Instruções da tarefa: Por favor, reproduza fielmente o trecho do texto sobre o imposto do selo, começando em "13. Face ao" e seguindo até "de € 59.621,82.".

━━ Texto ━━

13. Face ao que antecede apurou-se igualmente Imposto do Selo em falta, no montante de € 314.837,35 , em resultado da aplicação da taxa de 4%, prevista na verba 17.3.4. da TGIS, a base tributável (no montante total de € 7.870.933,74) da TMI e das comissões sobre operações efectuadas com cartões bancários em Caixas Automáticos (também designadas por caixas multibanco ou ATM), conforme se sintetiza, por mês de cobrança, no quadro infra:
D) Na sequência do procedimento inspectivo, a Requerente foi notificada da liquidação de imposto do selo, relativa ao ano de 2015, n.º 2019 ………., no valor de € 381.809,47 e de juros compensatórios no valor de € 59.621,82.
E) Na liquidação notificada ao A…. estava incluído, para além do acima referido, (i) o imposto de selo devido sobre comissões de avaliação e o imposto de selo por vistorias cobradas em operações de crédito (verba 17.3.4. da TGIS), no montante de € 7.868,32 e (ii) imposto de selo sobre a taxa de serviço do comerciante (verba 17.3.4 da TGIS), no montante de € 59.103,80.
F) Em 6 de Janeiro de 2020, a Requerente apresentou reclamação graciosa contra a liquidação do imposto do selo que lhe fora liquidado, mas apenas na parte respeitante à TMI e às comissões interbancárias cobradas pela utilização de ATM, a qual veio a ser indeferida por despacho do Chefe de Divisão de Justiça T, de 11 de Setembro de 2020 , praticado com delegação de competências;
G) A decisão de indeferimento manifesta concordância com a informação dos serviços que consta do documento de pp. 112 do PA junto ao pedido arbitral e que aqui se dá como reproduzido;
H) Não obstante a reclamação graciosa ter como objeto apenas a liquidação de imposto de selo correspondente à TIM e às comissões bancárias cobradas pela utilização de ATM's, a administração Fiscal fez uma apreciação global e decidiu, indeferindo aquela, sobre todas as componentes da liquidação de imposto do selo que constam do Relatório da Inspeção Tributária.
I) A Requerente não procedeu ao pagamento da liquidação de imposto e juros compensatórios
J) O pedido de constituição arbitral deu entrada em 16 de Outubro de 2020.
Factos não provados
Não existem quaisquer factos não provados relevantes para a decisão da causa.
O Tribunal formou a sua convicção quanto à factualidade provada com base nos documentos juntos à petição e em factos não questionados pelas partes.

━━━
━━ Dados brutos ━━

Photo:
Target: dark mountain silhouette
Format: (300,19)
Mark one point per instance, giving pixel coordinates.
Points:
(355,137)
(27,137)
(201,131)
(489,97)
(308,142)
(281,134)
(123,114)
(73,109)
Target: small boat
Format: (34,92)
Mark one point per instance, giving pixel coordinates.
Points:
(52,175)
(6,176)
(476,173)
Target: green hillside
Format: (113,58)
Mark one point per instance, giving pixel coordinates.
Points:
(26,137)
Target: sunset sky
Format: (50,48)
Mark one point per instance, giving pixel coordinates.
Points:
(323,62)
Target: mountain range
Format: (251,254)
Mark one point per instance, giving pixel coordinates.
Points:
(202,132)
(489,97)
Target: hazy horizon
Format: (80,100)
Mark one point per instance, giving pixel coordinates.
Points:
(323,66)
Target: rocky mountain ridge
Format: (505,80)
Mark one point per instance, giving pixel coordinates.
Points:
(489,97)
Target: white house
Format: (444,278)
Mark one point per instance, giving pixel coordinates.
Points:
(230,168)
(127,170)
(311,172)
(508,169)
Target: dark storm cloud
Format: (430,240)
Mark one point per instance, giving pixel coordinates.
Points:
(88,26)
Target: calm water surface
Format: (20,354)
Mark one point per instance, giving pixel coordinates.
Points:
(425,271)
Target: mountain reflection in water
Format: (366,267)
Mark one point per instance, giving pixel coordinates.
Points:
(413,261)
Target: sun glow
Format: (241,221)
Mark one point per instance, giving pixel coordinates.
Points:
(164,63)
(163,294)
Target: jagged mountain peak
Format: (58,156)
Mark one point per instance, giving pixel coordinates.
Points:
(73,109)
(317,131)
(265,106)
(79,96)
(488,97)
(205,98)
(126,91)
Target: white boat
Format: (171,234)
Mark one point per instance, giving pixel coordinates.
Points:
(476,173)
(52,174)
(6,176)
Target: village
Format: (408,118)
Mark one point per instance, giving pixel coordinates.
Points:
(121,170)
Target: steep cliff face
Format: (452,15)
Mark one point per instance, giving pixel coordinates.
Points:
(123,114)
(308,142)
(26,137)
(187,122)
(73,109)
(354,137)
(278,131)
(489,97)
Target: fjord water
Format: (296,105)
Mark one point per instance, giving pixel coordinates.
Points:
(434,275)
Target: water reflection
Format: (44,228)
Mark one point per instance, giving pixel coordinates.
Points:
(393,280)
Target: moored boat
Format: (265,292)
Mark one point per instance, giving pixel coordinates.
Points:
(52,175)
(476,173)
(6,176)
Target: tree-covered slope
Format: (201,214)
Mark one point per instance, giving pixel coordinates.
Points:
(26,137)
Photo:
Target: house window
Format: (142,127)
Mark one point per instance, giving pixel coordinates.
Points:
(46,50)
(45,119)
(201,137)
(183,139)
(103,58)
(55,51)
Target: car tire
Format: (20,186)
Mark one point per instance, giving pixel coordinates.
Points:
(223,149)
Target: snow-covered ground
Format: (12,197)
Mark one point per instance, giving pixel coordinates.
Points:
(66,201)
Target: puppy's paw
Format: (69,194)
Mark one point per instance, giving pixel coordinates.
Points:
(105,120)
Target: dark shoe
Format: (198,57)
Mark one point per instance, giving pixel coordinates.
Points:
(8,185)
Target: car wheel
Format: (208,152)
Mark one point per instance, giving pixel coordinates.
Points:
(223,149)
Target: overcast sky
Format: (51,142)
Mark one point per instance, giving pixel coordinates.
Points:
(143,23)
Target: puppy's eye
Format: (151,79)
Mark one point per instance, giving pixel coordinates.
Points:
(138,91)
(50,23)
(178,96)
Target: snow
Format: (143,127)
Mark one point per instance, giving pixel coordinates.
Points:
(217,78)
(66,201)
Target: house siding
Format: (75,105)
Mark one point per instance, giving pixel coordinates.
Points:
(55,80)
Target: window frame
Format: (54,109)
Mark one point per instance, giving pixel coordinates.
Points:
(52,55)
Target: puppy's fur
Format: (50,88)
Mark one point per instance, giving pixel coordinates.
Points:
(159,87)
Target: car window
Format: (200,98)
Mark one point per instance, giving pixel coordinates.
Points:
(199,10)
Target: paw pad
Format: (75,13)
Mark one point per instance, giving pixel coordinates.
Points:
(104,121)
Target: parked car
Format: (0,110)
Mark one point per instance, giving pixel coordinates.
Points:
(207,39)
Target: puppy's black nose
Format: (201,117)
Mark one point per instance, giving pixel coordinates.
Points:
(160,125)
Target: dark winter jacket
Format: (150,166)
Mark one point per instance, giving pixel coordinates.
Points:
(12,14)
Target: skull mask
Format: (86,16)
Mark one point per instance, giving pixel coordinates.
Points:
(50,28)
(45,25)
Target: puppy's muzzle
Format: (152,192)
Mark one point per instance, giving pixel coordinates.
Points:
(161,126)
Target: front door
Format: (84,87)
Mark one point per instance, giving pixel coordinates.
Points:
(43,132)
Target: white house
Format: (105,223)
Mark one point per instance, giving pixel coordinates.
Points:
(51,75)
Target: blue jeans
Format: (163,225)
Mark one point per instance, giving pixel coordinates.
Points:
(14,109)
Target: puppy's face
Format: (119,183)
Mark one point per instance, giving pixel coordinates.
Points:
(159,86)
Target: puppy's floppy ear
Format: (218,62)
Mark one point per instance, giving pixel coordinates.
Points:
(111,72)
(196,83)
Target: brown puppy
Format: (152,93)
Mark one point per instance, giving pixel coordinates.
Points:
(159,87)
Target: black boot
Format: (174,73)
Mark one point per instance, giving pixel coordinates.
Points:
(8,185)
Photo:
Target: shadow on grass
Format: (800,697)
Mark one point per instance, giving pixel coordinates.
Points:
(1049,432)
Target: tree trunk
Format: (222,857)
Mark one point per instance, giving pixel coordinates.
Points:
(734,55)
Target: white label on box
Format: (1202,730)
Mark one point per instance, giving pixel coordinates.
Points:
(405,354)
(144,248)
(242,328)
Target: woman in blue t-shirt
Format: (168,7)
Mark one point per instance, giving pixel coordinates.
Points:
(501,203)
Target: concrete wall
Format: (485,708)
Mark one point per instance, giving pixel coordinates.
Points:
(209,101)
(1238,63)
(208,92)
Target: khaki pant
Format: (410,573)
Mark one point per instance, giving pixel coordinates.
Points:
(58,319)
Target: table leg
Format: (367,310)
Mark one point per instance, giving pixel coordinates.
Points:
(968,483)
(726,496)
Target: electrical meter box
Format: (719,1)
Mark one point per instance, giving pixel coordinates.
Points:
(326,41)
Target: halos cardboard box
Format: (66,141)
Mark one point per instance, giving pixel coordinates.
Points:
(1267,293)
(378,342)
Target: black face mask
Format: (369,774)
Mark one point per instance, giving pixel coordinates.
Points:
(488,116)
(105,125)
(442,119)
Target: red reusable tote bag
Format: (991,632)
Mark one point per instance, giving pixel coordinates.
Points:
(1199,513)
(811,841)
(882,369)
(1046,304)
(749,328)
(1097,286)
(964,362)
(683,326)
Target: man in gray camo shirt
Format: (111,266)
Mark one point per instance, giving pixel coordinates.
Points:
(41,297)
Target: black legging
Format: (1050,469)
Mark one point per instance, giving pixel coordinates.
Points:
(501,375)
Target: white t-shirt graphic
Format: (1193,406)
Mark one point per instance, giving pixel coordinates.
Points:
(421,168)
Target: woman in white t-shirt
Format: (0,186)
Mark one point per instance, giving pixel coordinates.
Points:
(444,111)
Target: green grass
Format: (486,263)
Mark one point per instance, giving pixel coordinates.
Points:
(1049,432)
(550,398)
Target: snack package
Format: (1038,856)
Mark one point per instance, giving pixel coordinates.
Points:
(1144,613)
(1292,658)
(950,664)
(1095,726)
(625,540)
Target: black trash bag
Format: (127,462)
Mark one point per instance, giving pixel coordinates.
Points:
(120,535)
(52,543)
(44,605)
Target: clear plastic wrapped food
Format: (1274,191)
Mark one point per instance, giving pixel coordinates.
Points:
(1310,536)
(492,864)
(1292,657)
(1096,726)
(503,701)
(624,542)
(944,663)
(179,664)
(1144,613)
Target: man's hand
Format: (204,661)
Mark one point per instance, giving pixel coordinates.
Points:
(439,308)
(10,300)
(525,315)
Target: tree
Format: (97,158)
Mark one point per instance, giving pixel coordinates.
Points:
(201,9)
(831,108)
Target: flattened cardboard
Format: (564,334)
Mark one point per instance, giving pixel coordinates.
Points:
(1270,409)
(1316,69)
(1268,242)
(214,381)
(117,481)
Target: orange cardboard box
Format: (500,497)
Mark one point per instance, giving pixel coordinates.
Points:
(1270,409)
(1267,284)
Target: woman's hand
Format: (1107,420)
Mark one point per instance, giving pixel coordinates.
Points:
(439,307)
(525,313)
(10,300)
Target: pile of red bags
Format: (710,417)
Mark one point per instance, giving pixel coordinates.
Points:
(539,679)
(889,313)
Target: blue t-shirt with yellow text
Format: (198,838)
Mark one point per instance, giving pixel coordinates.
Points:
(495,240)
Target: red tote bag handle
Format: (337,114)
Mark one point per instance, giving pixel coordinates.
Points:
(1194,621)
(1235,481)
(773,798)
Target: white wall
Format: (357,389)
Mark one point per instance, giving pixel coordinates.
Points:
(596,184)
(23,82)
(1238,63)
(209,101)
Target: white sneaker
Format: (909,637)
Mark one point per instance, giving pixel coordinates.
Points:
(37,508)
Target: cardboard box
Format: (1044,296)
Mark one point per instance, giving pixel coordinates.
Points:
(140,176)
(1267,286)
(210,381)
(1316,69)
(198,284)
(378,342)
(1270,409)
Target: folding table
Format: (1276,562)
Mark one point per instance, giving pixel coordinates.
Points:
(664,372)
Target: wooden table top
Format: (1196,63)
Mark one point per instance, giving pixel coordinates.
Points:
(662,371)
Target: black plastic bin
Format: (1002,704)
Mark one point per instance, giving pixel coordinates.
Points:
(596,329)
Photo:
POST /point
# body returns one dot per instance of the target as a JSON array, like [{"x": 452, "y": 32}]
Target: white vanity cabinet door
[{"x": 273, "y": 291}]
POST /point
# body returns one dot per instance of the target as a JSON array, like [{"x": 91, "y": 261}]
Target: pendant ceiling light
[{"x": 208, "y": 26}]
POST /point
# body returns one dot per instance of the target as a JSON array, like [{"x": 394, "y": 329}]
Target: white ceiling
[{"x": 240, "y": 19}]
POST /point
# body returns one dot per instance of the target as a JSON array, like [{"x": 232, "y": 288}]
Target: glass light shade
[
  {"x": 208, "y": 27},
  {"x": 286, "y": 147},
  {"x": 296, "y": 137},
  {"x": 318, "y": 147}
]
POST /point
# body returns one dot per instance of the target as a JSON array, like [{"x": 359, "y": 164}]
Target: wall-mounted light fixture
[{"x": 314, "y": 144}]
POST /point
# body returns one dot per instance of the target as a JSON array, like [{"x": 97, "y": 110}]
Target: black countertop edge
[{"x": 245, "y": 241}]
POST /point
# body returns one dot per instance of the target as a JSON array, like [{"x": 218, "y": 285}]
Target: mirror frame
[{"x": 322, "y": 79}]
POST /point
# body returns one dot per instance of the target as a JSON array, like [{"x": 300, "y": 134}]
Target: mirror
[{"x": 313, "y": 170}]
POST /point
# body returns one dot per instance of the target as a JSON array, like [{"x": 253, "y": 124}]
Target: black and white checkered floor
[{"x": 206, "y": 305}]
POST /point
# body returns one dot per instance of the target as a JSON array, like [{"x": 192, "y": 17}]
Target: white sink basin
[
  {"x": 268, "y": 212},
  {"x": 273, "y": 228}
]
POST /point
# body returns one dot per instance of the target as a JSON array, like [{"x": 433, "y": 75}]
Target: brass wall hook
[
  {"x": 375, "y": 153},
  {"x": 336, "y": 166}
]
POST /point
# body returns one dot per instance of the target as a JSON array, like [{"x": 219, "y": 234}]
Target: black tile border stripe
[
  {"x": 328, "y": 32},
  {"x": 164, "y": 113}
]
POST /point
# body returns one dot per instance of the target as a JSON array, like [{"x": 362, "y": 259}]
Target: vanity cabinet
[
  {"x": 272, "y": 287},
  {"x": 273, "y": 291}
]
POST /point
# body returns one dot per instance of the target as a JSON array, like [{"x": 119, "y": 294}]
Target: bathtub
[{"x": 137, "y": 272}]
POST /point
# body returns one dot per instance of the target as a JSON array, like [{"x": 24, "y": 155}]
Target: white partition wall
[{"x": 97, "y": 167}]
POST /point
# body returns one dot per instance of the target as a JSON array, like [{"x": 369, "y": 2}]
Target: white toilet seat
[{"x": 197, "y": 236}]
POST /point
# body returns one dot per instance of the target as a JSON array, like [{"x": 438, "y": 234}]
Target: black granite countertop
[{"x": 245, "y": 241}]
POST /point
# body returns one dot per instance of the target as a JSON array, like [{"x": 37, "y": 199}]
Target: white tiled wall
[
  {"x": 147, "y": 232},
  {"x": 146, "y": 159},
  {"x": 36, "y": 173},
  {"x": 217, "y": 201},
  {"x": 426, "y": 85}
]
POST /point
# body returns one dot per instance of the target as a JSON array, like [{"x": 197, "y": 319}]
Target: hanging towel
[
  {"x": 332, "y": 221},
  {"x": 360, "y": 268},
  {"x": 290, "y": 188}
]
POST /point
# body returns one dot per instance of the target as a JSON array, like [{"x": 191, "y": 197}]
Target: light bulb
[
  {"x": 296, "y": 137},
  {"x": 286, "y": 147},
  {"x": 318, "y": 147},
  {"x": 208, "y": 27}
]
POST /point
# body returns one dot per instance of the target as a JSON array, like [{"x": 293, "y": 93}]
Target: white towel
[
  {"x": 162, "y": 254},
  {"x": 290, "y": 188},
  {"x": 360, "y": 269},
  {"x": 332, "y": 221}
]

━━━

Resposta abaixo:
13. Face ao que antecede apurou-se igualmente Imposto do Selo em falta, no montante de € 314.837,35 , em resultado da aplicação da taxa de 4%, prevista na verba 17.3.4. da TGIS, a base tributável (no montante total de € 7.870.933,74) da TMI e das comissões sobre operações efectuadas com cartões bancários em Caixas Automáticos (também designadas por caixas multibanco ou ATM), conforme se sintetiza, por mês de cobrança, no quadro infra:
D) Na sequência do procedimento inspectivo, a Requerente foi notificada da liquidação de imposto do selo, relativa ao ano de 2015, n.º 2019 ………., no valor de € 381.809,47 e de juros compensatórios no valor de € 59.621,82.